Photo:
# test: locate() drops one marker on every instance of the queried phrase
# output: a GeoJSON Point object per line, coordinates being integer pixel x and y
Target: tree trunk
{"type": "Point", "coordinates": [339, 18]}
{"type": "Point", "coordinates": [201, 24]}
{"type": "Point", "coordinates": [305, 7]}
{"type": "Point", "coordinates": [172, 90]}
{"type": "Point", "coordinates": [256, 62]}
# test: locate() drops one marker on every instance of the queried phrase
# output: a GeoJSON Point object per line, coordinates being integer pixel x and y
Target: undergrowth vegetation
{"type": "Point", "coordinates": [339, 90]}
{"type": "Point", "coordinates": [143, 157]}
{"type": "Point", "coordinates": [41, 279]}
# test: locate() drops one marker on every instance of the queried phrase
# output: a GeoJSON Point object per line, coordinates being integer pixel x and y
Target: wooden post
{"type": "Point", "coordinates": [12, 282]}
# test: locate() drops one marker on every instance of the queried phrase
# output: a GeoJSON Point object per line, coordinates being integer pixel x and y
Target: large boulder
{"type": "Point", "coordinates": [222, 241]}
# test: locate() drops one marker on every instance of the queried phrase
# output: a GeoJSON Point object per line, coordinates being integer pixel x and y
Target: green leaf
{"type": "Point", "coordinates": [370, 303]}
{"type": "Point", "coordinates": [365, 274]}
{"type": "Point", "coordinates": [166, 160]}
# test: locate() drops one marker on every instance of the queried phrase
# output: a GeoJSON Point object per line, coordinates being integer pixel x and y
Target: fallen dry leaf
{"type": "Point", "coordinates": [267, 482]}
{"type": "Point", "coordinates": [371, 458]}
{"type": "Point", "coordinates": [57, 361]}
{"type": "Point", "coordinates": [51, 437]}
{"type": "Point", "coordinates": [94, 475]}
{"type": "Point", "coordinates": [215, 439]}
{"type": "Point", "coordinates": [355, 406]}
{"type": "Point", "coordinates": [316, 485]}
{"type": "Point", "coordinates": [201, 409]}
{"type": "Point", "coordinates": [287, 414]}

____________________

▸ **TASK PROMPT**
Transcribe the listing from start to finish, exactly as given.

▸ **SOLUTION**
Photo:
# test: locate() drops one marker on every instance of the queried phrase
# output: a GeoJSON Point object per line, coordinates being integer pixel x and y
Target: tree trunk
{"type": "Point", "coordinates": [339, 18]}
{"type": "Point", "coordinates": [201, 24]}
{"type": "Point", "coordinates": [305, 7]}
{"type": "Point", "coordinates": [172, 90]}
{"type": "Point", "coordinates": [256, 62]}
# test: locate() drops one marker on every instance of the queried phrase
# output: a GeoJSON Point object per line, coordinates being integer pixel x and y
Target: undergrowth vegetation
{"type": "Point", "coordinates": [339, 90]}
{"type": "Point", "coordinates": [143, 157]}
{"type": "Point", "coordinates": [41, 279]}
# test: locate() drops one marker on every instance of the queried phrase
# output: a GeoJSON Point object per line, coordinates being integer pixel x and y
Target: wooden post
{"type": "Point", "coordinates": [12, 282]}
# test: locate() drops one marker on every instance of the queried phrase
# output: a GeoJSON Point object per line, coordinates being integer pixel x and y
Target: large boulder
{"type": "Point", "coordinates": [222, 241]}
# test: locate() drops one marker on every instance of the queried phrase
# output: a GeoJSON Point object per line, coordinates being integer pixel x and y
Target: green leaf
{"type": "Point", "coordinates": [370, 303]}
{"type": "Point", "coordinates": [365, 274]}
{"type": "Point", "coordinates": [166, 160]}
# test: locate() drops one marker on every instance of the queried phrase
# output: a GeoJSON Point object per line, coordinates being integer pixel x and y
Target: fallen dry leaf
{"type": "Point", "coordinates": [267, 482]}
{"type": "Point", "coordinates": [371, 458]}
{"type": "Point", "coordinates": [57, 361]}
{"type": "Point", "coordinates": [51, 437]}
{"type": "Point", "coordinates": [94, 475]}
{"type": "Point", "coordinates": [215, 439]}
{"type": "Point", "coordinates": [355, 406]}
{"type": "Point", "coordinates": [316, 485]}
{"type": "Point", "coordinates": [201, 409]}
{"type": "Point", "coordinates": [287, 414]}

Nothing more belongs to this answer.